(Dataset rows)
################

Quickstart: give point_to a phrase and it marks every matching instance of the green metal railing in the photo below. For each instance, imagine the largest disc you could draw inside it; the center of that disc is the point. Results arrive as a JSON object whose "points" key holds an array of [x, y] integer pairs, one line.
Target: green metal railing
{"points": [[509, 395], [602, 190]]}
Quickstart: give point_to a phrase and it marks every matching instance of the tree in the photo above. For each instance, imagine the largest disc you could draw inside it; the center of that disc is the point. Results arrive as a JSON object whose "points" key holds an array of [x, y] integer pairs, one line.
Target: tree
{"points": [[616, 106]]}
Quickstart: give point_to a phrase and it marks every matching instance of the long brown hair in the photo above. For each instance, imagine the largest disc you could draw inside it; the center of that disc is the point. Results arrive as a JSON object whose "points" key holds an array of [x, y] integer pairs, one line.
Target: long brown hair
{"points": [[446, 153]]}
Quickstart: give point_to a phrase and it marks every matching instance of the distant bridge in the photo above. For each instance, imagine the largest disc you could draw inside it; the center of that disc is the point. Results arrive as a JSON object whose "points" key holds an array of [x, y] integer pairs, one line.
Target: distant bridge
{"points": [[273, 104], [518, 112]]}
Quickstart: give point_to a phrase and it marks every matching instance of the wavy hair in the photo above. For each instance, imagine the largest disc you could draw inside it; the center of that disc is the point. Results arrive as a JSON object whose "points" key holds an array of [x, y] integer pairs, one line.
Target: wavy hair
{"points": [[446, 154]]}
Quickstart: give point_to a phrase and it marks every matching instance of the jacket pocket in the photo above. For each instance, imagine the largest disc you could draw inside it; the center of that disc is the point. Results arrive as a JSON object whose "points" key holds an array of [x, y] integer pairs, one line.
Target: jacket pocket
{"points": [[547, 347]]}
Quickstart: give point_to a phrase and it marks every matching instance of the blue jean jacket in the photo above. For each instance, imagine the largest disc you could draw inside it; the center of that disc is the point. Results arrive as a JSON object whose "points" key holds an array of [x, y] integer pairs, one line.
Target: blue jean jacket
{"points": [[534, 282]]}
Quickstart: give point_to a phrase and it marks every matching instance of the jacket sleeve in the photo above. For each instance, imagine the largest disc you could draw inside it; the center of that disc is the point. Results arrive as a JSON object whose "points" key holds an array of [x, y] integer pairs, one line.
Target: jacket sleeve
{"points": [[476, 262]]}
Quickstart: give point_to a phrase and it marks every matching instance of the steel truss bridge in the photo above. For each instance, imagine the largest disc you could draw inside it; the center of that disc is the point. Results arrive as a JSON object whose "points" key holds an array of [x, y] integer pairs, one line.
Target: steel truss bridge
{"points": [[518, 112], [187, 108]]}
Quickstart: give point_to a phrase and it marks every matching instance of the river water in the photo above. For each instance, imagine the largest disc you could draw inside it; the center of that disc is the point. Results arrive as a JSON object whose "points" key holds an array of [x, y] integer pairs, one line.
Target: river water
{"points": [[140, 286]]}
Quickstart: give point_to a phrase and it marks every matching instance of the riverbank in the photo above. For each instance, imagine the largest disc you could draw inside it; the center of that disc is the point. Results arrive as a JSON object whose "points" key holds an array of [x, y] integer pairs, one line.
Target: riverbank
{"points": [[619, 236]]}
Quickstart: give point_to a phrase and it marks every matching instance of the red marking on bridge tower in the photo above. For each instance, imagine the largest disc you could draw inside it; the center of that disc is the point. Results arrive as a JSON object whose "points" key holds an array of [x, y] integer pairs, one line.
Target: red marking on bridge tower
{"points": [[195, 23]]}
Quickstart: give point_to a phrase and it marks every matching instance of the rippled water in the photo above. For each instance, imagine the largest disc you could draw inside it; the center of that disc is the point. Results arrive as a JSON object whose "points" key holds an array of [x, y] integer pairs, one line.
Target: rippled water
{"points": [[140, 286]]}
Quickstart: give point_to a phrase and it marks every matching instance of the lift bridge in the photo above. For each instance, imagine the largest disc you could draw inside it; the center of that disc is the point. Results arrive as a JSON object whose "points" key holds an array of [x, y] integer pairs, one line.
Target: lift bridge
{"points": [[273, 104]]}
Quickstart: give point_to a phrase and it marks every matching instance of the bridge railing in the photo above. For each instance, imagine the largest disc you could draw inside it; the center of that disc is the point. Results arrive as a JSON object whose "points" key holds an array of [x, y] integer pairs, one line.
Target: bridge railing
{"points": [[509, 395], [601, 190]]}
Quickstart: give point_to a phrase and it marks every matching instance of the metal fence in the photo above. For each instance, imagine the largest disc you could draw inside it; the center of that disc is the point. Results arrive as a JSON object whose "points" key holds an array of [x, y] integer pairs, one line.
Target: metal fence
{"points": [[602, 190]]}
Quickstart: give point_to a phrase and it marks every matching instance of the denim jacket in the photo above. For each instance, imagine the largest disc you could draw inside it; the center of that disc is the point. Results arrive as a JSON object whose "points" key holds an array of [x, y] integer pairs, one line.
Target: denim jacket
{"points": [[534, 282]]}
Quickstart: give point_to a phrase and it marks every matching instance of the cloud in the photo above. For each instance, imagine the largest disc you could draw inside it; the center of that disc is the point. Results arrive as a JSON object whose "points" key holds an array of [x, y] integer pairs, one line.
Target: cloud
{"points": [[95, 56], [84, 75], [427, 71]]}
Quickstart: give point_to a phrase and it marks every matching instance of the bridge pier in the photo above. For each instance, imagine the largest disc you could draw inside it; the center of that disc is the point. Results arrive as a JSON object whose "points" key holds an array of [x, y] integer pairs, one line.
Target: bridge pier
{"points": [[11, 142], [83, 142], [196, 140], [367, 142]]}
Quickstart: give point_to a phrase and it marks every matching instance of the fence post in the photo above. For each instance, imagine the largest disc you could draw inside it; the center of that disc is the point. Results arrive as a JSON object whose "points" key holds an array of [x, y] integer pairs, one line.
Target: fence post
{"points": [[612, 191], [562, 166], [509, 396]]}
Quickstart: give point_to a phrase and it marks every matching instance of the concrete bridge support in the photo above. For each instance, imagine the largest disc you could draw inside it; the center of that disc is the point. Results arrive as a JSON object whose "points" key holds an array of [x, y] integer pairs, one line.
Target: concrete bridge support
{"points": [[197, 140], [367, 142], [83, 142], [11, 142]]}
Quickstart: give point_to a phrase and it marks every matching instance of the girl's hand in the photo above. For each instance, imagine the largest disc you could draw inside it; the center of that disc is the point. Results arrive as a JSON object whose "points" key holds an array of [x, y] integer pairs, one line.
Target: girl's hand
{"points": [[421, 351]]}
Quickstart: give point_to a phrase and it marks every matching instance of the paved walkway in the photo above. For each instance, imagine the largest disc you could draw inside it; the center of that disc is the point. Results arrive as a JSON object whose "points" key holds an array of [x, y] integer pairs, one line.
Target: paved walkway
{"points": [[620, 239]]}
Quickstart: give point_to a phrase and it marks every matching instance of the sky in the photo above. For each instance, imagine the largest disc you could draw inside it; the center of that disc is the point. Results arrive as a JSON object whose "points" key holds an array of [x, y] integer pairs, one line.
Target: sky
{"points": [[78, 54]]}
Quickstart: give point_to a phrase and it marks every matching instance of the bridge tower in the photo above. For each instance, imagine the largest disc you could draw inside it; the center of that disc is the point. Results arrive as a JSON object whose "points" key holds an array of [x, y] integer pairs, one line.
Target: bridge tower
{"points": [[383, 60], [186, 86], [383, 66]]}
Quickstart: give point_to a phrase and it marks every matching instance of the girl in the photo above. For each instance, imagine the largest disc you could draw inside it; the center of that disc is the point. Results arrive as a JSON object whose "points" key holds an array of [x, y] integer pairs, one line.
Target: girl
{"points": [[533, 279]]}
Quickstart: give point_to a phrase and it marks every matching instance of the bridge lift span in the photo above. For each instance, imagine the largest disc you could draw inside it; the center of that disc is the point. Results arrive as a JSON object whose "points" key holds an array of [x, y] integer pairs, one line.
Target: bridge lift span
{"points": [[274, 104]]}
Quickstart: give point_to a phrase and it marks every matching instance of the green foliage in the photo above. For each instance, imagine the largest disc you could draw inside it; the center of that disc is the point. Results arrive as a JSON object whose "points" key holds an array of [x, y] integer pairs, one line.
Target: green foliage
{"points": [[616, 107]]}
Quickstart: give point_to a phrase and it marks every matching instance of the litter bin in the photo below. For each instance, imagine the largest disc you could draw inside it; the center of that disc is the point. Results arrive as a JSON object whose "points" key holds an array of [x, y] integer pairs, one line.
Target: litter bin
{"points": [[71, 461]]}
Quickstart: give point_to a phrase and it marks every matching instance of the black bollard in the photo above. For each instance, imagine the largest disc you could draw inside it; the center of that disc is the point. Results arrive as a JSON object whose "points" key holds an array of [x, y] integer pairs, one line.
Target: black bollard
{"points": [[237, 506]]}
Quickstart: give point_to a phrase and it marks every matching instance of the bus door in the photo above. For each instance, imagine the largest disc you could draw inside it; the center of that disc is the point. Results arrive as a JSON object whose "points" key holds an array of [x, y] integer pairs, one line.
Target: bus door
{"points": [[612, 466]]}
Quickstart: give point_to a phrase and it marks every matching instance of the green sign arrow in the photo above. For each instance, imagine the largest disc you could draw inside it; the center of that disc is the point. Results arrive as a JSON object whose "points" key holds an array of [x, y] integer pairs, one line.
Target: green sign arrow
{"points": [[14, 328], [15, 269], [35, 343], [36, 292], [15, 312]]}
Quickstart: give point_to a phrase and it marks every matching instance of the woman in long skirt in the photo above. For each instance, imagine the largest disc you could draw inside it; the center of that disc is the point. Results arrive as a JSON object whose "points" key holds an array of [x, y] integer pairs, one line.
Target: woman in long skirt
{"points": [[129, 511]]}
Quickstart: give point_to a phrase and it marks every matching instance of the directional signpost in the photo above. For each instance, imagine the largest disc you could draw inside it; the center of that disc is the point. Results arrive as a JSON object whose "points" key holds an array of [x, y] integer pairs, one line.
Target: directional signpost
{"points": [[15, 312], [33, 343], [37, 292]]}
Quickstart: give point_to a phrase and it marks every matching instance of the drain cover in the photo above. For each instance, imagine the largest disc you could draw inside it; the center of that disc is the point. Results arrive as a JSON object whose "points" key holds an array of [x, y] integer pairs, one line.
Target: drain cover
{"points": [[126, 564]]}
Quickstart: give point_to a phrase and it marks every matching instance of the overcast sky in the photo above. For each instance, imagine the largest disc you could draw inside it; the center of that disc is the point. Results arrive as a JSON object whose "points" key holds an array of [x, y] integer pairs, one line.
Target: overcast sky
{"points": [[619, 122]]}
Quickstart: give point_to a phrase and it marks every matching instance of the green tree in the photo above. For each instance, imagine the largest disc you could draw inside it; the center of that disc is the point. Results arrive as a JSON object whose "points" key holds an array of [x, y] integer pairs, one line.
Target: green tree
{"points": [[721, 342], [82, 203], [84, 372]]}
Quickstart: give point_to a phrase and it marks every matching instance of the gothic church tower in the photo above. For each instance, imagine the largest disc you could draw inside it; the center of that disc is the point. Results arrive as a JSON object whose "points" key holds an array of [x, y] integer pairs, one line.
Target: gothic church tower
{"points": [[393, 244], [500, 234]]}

################

» **TASK OBJECTIVE**
Copy out, character for character, everything in the material from the line containing "of the paved" down to the line containing "Target: paved walkway", including both of those lines.

» **WRITTEN RESPONSE**
Quickstart: give point_to a phrase and it marks every matching instance of the paved walkway in the photo above. For each instance, imagine the largest disc you could draw inside it; the center of that disc is the point. Results arrive as a JSON object whose "points" key holds an array of [x, y] integer pairs, one line.
Target: paved walkway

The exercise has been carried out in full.